[Dataset records]
□ □ □ □ □ □ □
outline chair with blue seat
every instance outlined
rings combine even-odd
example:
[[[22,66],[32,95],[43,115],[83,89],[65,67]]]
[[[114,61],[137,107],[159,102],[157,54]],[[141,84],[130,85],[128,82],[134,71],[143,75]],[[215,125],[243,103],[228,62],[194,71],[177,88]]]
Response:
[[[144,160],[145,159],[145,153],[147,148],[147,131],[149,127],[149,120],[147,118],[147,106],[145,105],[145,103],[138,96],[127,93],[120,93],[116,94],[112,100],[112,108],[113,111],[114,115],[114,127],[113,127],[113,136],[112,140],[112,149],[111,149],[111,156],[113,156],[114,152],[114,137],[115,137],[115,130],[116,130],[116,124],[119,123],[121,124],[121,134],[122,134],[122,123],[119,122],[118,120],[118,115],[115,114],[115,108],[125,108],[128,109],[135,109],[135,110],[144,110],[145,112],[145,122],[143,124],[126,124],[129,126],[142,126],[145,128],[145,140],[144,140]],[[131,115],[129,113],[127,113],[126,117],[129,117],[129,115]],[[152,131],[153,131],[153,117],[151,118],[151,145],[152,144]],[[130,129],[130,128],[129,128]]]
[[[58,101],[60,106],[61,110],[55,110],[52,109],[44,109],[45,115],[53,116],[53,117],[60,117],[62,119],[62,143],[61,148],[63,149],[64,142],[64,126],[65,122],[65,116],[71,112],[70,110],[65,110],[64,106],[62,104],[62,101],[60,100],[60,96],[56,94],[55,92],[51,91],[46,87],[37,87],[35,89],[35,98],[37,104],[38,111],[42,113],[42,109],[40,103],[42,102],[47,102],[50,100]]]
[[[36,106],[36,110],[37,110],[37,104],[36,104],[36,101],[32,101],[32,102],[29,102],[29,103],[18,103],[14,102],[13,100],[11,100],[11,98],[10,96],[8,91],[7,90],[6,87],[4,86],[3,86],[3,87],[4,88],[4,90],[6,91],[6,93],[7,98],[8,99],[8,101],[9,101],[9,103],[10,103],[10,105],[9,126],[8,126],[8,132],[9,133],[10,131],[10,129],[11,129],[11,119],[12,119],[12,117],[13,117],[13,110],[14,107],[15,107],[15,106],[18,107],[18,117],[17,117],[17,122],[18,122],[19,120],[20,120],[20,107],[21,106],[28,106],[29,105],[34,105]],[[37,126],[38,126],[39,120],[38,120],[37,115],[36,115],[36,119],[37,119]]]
□ □ □ □ □ □ □
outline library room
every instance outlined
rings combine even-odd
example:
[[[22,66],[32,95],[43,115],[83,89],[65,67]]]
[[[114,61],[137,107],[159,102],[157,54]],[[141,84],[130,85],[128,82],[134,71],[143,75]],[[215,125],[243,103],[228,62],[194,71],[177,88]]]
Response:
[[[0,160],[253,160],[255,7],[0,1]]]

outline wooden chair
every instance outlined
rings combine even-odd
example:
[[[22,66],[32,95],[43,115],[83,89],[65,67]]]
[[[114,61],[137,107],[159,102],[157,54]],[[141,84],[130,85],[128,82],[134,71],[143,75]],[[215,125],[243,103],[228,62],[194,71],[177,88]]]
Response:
□ □ □ □ □ □ □
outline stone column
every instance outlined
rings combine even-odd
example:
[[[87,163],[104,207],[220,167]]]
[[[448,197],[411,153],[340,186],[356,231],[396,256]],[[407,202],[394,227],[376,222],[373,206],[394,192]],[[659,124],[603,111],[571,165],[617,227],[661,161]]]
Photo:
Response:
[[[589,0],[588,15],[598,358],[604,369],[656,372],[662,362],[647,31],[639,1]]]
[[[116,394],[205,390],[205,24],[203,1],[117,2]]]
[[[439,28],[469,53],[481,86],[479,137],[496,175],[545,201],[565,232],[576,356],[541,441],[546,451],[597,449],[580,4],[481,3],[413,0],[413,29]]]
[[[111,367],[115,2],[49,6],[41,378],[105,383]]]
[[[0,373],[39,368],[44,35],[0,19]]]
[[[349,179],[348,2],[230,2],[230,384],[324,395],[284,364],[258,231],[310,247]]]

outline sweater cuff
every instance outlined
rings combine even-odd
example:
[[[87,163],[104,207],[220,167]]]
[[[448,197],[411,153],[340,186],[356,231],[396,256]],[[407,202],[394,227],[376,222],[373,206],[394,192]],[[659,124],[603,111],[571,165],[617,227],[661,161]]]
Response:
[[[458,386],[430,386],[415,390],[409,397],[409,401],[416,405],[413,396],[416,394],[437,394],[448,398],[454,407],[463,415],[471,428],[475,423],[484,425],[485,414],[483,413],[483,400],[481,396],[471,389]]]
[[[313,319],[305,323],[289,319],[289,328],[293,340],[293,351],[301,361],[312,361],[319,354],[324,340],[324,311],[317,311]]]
□ □ □ □ □ □ □
WRITTEN PROBLEM: Update the part of the records that opens with the line containing "outline stone column" and closes with the line containing "[[[116,394],[205,390],[205,24],[203,1],[117,2]]]". Write those lines out again with "even-odd" changed to "nonzero" and everything else left as it is.

COMPLETED TASK:
outline stone column
every instance outlined
rings combine nonzero
example:
[[[87,163],[104,207],[220,167]]]
[[[448,197],[411,153],[340,186],[356,231],[396,256]],[[407,202],[394,227],[376,222],[373,206],[394,192]],[[659,124],[603,111],[571,165],[617,227],[661,161]]]
Photo:
Response:
[[[589,0],[588,15],[598,358],[604,369],[656,372],[662,362],[647,31],[639,1]]]
[[[116,394],[205,390],[205,24],[203,1],[117,2]]]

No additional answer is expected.